=== Task prompt ===
From the start of the records through the line containing "box: [252, 106, 348, 181]", lay out each line as a row of a Markdown table with the columns Row and Line, numbering the rows and skipping blank lines. Leave the pictures out.

[[ Dataset records, beginning ]]

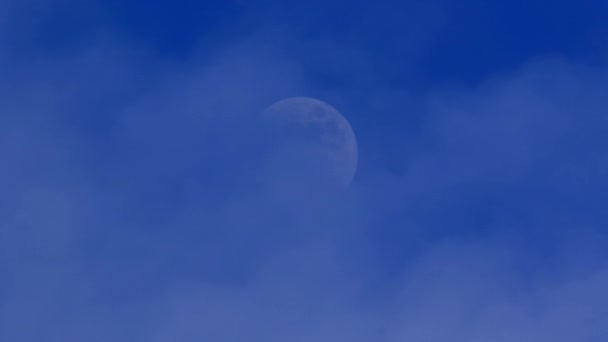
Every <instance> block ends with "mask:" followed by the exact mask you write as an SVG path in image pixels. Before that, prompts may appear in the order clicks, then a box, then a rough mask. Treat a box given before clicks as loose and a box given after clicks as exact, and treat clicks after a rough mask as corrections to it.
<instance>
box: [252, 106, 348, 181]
mask: <svg viewBox="0 0 608 342" xmlns="http://www.w3.org/2000/svg"><path fill="white" fill-rule="evenodd" d="M262 119H263V121H264V122H265V123H267V124H269V125H270V126H272V127H273V130H274V131H275V132H277V133H278V135H277V136H279V137H280V139H278V140H276V141H275V144H276V145H277V146H276V147H277V149H276V150H278V151H281V153H279V154H278V155H280V158H282V160H281V162H283V164H284V165H290V166H294V168H297V170H292V171H295V173H297V174H298V176H299V177H300V179H301V180H303V181H307V180H309V179H310V180H312V179H315V180H321V181H322V182H323V183H324V185H327V186H330V187H336V186H337V187H338V188H341V189H346V188H347V187H348V186H349V185H350V183H351V182H352V180H353V178H354V176H355V173H356V170H357V163H358V148H357V140H356V137H355V134H354V132H353V130H352V127H351V126H350V124H349V123H348V121H347V120H346V118H344V116H342V114H340V113H339V112H338V111H337V110H336V109H335V108H334V107H332V106H330V105H329V104H327V103H325V102H322V101H319V100H316V99H313V98H309V97H292V98H287V99H284V100H281V101H278V102H276V103H274V104H272V105H271V106H269V107H268V108H266V109H265V110H264V112H263V113H262ZM286 172H289V171H286ZM304 178H305V179H304Z"/></svg>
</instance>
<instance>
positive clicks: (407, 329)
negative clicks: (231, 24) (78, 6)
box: [0, 33, 608, 342]
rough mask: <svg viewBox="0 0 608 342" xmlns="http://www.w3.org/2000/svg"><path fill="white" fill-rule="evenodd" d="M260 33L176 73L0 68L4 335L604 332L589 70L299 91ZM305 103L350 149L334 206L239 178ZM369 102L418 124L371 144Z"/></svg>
mask: <svg viewBox="0 0 608 342" xmlns="http://www.w3.org/2000/svg"><path fill="white" fill-rule="evenodd" d="M261 36H263V34H260V33H258V35H256V36H255V37H253V38H250V39H245V40H244V41H241V42H239V43H236V44H232V45H230V46H228V47H225V48H221V49H216V50H214V51H213V52H212V53H209V54H204V53H203V52H201V54H200V55H198V56H197V57H193V58H192V59H191V60H189V61H188V62H187V63H183V64H181V65H177V64H170V63H166V61H159V60H155V59H154V58H152V57H150V56H148V57H146V58H144V57H142V56H141V53H140V52H135V51H131V49H130V48H126V47H125V46H126V45H128V44H123V43H122V42H118V41H115V40H110V39H105V40H102V41H100V42H96V43H94V44H89V45H88V46H87V47H85V48H78V49H75V50H74V51H71V53H70V54H68V55H67V56H59V57H58V56H55V57H54V58H49V59H48V60H45V61H43V62H40V63H38V64H34V63H32V62H31V61H28V60H21V61H16V60H13V59H12V58H10V59H7V60H11V63H14V64H13V65H14V66H15V68H14V70H15V71H14V72H13V73H12V74H8V77H7V78H3V80H2V81H0V89H2V93H1V95H0V100H1V101H2V102H1V103H2V111H1V112H2V114H1V115H0V123H1V125H0V156H1V157H2V160H3V165H5V166H4V167H3V168H2V169H1V170H0V187H1V188H2V189H3V191H2V194H1V195H0V214H1V218H0V274H2V275H3V276H2V278H3V279H4V280H3V281H2V282H1V283H0V340H6V341H40V340H45V341H55V340H56V341H68V342H69V341H83V340H86V341H108V340H113V341H134V340H135V341H139V340H141V341H158V342H164V341H200V340H222V341H241V340H247V341H284V340H290V341H335V340H347V339H348V340H352V341H389V342H392V341H395V342H396V341H437V342H444V341H456V342H458V341H488V340H491V341H504V342H512V341H552V342H553V341H573V340H576V341H592V342H593V341H600V340H603V339H604V338H605V336H608V331H606V328H605V324H604V322H606V321H608V311H606V309H605V308H606V307H608V305H607V304H608V295H606V293H605V291H604V289H605V288H606V286H608V266H607V262H608V258H607V256H606V252H605V248H603V246H605V243H606V236H605V229H604V226H605V223H606V217H605V216H603V215H604V214H603V212H602V211H601V205H600V203H605V200H606V198H605V195H604V194H606V193H608V191H606V190H608V189H607V187H608V184H607V183H606V179H608V178H607V177H606V176H607V175H608V174H607V173H608V157H606V156H605V153H603V151H604V150H605V149H604V147H605V146H604V143H603V141H604V139H603V137H605V136H606V135H605V133H607V132H606V131H607V130H608V122H607V121H606V119H605V118H604V115H603V114H602V113H604V112H605V111H606V109H607V108H608V102H607V101H606V99H605V98H604V97H603V95H602V90H603V89H605V88H606V83H607V82H608V76H607V73H606V70H604V69H603V68H599V67H596V68H586V67H582V66H579V65H576V64H575V63H569V62H564V61H557V62H556V61H554V60H549V59H547V60H545V59H543V60H539V61H537V62H534V63H531V64H529V65H526V66H524V67H522V68H519V69H516V70H513V71H512V72H511V73H509V74H504V75H500V76H494V77H491V78H490V79H488V80H486V81H484V82H482V83H481V84H479V85H478V86H475V87H468V88H465V87H452V88H448V89H436V90H433V91H430V92H428V93H427V94H422V95H412V94H411V93H409V92H408V91H407V90H405V89H401V88H399V87H396V86H391V83H390V81H389V80H386V79H382V78H380V79H378V80H375V81H374V82H377V83H378V84H380V85H381V86H379V87H377V89H376V90H369V88H368V87H365V86H360V85H357V84H355V85H353V86H352V87H350V88H347V89H345V90H344V91H342V92H341V91H340V90H339V89H337V90H336V89H333V90H331V91H329V90H326V89H324V90H322V91H317V89H319V87H320V86H319V87H318V86H317V84H316V83H315V81H314V80H310V79H308V78H307V77H305V76H303V75H305V74H306V70H307V69H306V65H305V64H302V63H300V62H299V61H298V59H296V58H293V56H292V57H290V56H289V55H288V54H284V53H282V51H283V50H282V49H281V46H273V45H272V44H268V43H266V42H265V41H264V40H263V39H261V38H260V37H261ZM7 50H9V49H8V47H3V51H7ZM30 63H32V65H31V66H30ZM351 76H352V77H353V78H354V77H355V75H351ZM360 90H366V91H367V92H368V93H367V94H366V95H369V96H365V97H363V98H357V99H356V100H352V101H353V102H350V101H349V99H350V98H351V97H350V95H352V94H353V93H357V92H358V91H360ZM309 93H312V94H313V95H314V94H316V93H320V94H326V95H327V97H328V98H329V99H328V101H330V100H332V99H334V100H336V102H337V104H336V106H338V107H340V109H341V111H343V112H344V113H345V114H346V116H348V117H351V118H352V122H353V126H354V129H355V133H357V135H358V136H359V137H360V144H361V145H362V149H361V151H362V153H365V154H367V155H366V156H364V157H362V163H363V164H364V165H362V167H361V171H360V172H361V174H360V175H358V176H357V178H356V179H355V182H354V184H353V185H352V187H351V188H350V189H349V191H347V192H345V193H343V194H340V195H339V196H334V197H329V196H325V193H324V192H322V191H321V189H314V188H313V189H309V192H308V194H307V195H308V196H307V197H296V196H287V197H285V196H279V194H277V192H275V191H274V189H272V187H268V186H270V185H272V183H271V182H272V177H269V178H268V179H265V182H268V183H266V184H259V183H256V182H255V180H256V177H252V175H255V173H253V172H252V169H253V168H255V167H263V165H260V164H259V163H258V162H259V160H257V158H256V157H257V154H256V153H257V151H258V150H257V148H258V147H260V146H262V144H261V143H260V139H262V138H263V137H260V136H259V135H256V133H257V131H256V126H255V118H256V116H257V115H258V114H259V112H260V111H261V110H263V108H265V107H266V106H267V105H268V104H270V103H272V102H274V101H276V100H277V99H280V98H284V97H287V96H292V95H308V94H309ZM404 99H406V100H404ZM355 102H356V105H355V104H353V103H355ZM349 103H350V104H349ZM374 108H375V109H379V112H380V113H384V114H385V115H387V117H386V118H387V119H386V120H390V117H391V116H390V115H397V114H396V113H412V114H411V115H413V116H416V117H418V118H421V120H420V121H418V125H419V128H420V129H419V131H418V132H417V134H416V135H413V136H407V137H401V136H399V135H396V136H395V137H394V138H392V139H394V140H393V142H394V145H393V148H392V149H389V150H387V149H383V148H382V146H381V144H376V143H375V142H374V137H373V134H371V133H370V131H366V127H365V125H362V124H357V123H364V122H366V120H367V119H365V117H366V116H369V115H373V114H374V113H375V112H370V110H371V109H374ZM405 124H406V123H405V121H399V122H398V123H396V124H395V125H396V127H395V130H396V131H398V130H403V131H407V130H408V128H407V127H404V126H400V125H405ZM370 129H372V128H370ZM379 139H380V138H379ZM380 140H382V139H380ZM382 141H384V142H386V141H390V140H386V139H384V140H382ZM258 143H260V144H259V145H258ZM406 145H407V148H403V149H402V148H400V147H401V146H406ZM374 155H378V156H381V157H377V158H375V157H374ZM392 165H399V167H398V168H393V167H391V166H392ZM276 172H281V170H276ZM269 189H271V190H272V191H271V190H269ZM283 195H284V194H283Z"/></svg>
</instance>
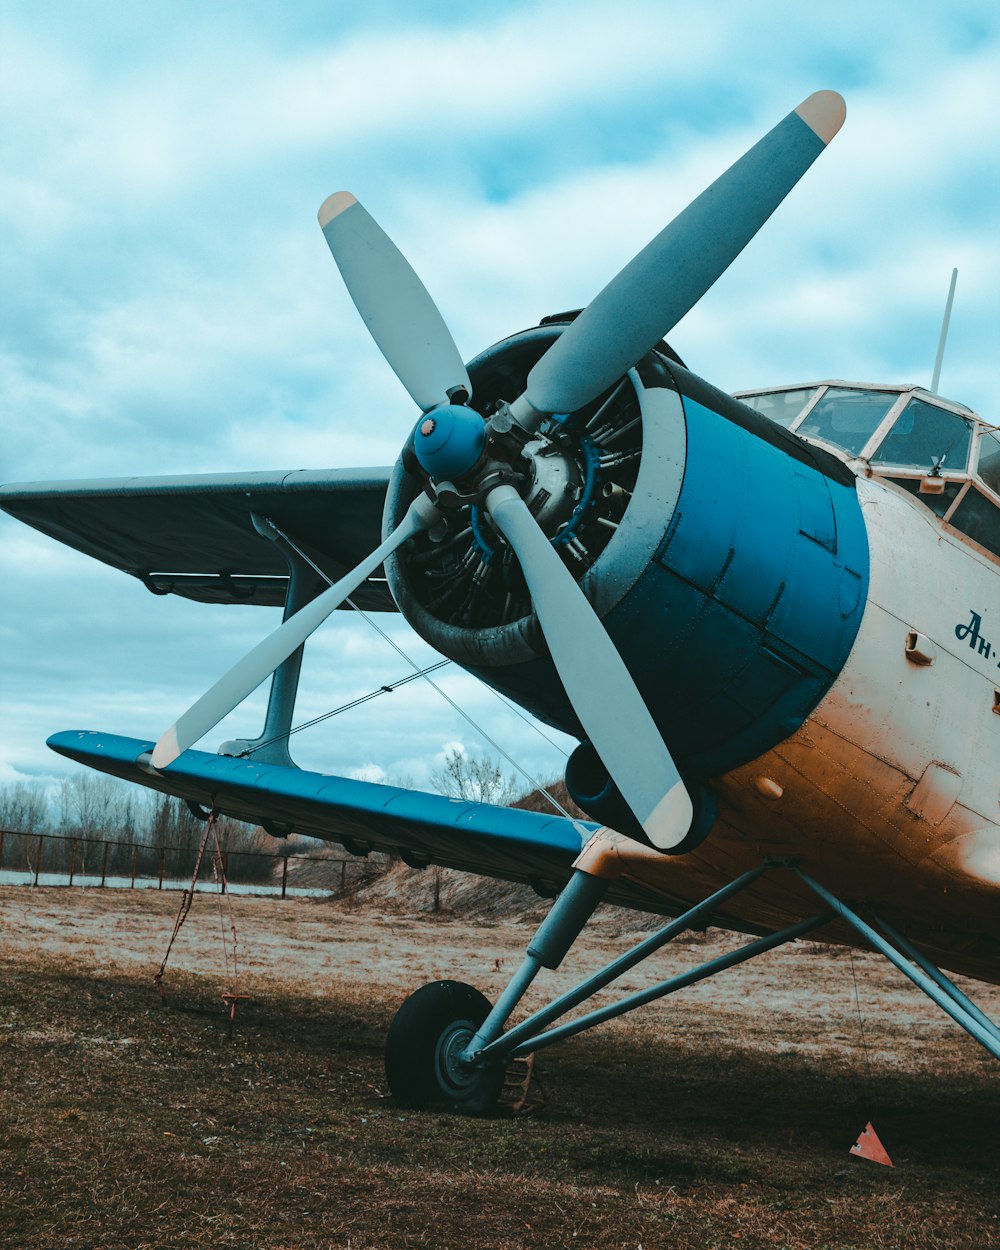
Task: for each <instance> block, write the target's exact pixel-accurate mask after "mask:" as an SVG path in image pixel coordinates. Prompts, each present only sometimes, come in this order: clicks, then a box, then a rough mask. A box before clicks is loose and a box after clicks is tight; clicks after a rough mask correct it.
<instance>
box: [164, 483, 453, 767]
mask: <svg viewBox="0 0 1000 1250" xmlns="http://www.w3.org/2000/svg"><path fill="white" fill-rule="evenodd" d="M440 515H441V514H440V512H439V511H437V507H436V505H435V504H432V502H431V500H429V499H427V496H426V495H417V496H416V499H415V500H414V501H412V504H410V507H409V510H407V512H406V515H405V516H404V517H402V520H401V521H400V522H399V525H397V526H396V527H395V529H394V530H392V532H391V534H390V535H389V537H387V539H386V540H385V541H384V542H382V544H381V546H377V547H375V550H374V551H372V552H371V555H369V556H366V557H365V559H364V560H362V561H361V562H360V564H359V565H357V566H356V567H354V569H351V571H350V572H349V574H346V575H345V576H342V577H341V579H340V581H337V582H335V584H334V585H332V586H330V589H329V590H325V591H324V592H322V594H321V595H319V596H317V597H316V599H314V600H312V601H311V602H309V604H306V605H305V606H304V607H300V609H299V611H297V612H295V614H294V615H292V616H289V619H287V620H286V621H284V622H282V624H281V625H279V626H277V629H276V630H274V632H271V634H269V635H267V636H266V637H265V639H262V640H261V641H260V642H257V645H256V646H255V647H254V649H252V651H247V654H246V655H245V656H244V657H242V659H241V660H239V661H237V662H236V664H234V665H232V667H231V669H230V670H229V672H226V674H225V675H224V676H221V677H220V679H219V680H217V681H216V682H215V685H214V686H212V687H211V690H206V691H205V694H204V695H202V696H201V697H200V699H199V700H197V702H195V704H192V705H191V706H190V707H189V709H187V711H186V712H184V715H183V716H180V719H179V720H176V721H175V722H174V724H173V725H171V726H170V729H168V730H166V732H165V734H161V735H160V740H159V741H158V742H156V746H155V747H154V749H153V756H151V763H153V766H154V768H155V769H165V768H166V766H168V764H173V763H174V760H175V759H176V758H178V756H179V755H180V754H181V751H186V750H187V747H189V746H194V744H195V742H196V741H197V740H199V737H204V735H205V734H207V732H209V730H210V729H214V727H215V726H216V725H217V724H219V721H220V720H221V719H222V717H224V716H227V715H229V714H230V712H231V711H232V709H234V707H237V706H239V705H240V704H241V702H242V701H244V699H246V696H247V695H251V694H252V692H254V691H255V690H256V687H257V686H259V685H260V684H261V681H264V680H265V679H266V677H269V676H270V675H271V674H272V672H274V670H275V669H276V667H277V666H279V664H281V662H282V661H284V660H286V659H287V657H289V656H290V655H291V652H292V651H295V650H297V647H300V646H301V645H302V642H305V640H306V639H307V637H309V635H310V634H311V632H312V631H314V630H315V629H317V627H319V626H320V625H321V624H322V622H324V621H325V620H326V617H327V616H329V615H330V612H332V611H335V610H336V609H337V607H340V605H341V604H342V602H344V600H345V599H346V597H347V596H349V595H351V594H354V591H355V590H357V587H359V586H360V585H361V582H362V581H365V579H366V577H369V576H371V574H372V572H374V571H375V570H376V569H377V567H379V565H380V564H381V562H382V561H384V560H385V557H386V556H389V555H391V554H392V551H395V550H396V547H399V546H402V544H404V542H406V541H407V540H409V539H411V537H412V536H414V535H415V534H419V532H420V531H421V530H425V529H429V527H430V526H431V525H434V522H435V521H437V520H440Z"/></svg>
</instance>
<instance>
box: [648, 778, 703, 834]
mask: <svg viewBox="0 0 1000 1250" xmlns="http://www.w3.org/2000/svg"><path fill="white" fill-rule="evenodd" d="M694 819H695V810H694V806H692V804H691V796H690V795H689V794H687V788H686V786H685V785H684V783H682V781H675V783H674V785H672V786H671V788H670V789H669V790H667V791H666V794H665V795H664V796H662V799H660V801H659V803H657V804H656V806H655V808H654V809H652V811H651V813H650V814H649V815H647V816H646V819H645V820H644V821H642V830H644V831H645V835H646V838H649V840H650V841H651V843H652V845H654V846H656V848H659V849H660V850H661V851H669V850H670V849H671V846H676V845H677V843H680V841H682V840H684V839H685V838H686V835H687V830H689V829H690V828H691V821H692V820H694Z"/></svg>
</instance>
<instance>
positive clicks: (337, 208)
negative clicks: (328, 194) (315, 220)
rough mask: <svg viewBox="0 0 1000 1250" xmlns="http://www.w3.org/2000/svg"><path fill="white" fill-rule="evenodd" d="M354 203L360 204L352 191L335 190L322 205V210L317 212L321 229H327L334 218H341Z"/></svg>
mask: <svg viewBox="0 0 1000 1250" xmlns="http://www.w3.org/2000/svg"><path fill="white" fill-rule="evenodd" d="M352 204H357V200H356V199H355V196H352V195H351V192H350V191H334V194H332V195H327V197H326V199H325V200H324V201H322V204H321V205H320V211H319V212H317V214H316V216H317V217H319V219H320V229H321V230H325V229H326V226H327V225H329V224H330V222H331V221H332V220H334V217H339V216H340V214H341V212H344V211H345V210H346V209H349V207H350V206H351V205H352Z"/></svg>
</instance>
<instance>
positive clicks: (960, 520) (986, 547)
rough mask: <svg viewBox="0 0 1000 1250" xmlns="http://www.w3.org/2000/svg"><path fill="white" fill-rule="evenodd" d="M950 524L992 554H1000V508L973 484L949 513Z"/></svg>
mask: <svg viewBox="0 0 1000 1250" xmlns="http://www.w3.org/2000/svg"><path fill="white" fill-rule="evenodd" d="M950 521H951V524H953V525H954V526H955V529H956V530H961V531H963V534H968V535H969V537H970V539H974V540H975V541H976V542H979V545H980V546H985V547H986V550H988V551H993V554H994V555H1000V507H998V506H996V504H994V501H993V500H991V499H988V497H986V495H981V494H980V492H979V491H978V490H976V489H975V486H970V487H969V490H968V491H966V494H965V497H964V499H963V501H961V502H960V504H959V506H958V507H956V509H955V511H954V512H953V514H951V517H950Z"/></svg>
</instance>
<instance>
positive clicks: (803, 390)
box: [742, 386, 816, 429]
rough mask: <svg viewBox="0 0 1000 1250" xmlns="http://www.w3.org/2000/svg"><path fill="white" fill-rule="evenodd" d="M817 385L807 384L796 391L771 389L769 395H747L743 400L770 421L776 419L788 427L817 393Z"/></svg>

[[ Dataset records, end ]]

=== Solution to this problem ===
| Row | Line |
|---|---|
| 1 | Every <instance> block ends with "mask:" followed by the exact mask you write as an SVG path in image pixels. Before that, prompts may appear in the order clicks, then a box, then a rough mask. Treat a box given before clicks as loose and a box given after clicks as exact, and treat clicks after a rough mask as corrections to it. |
| 2 | <instance> |
| 3 | box: [252, 106, 348, 181] |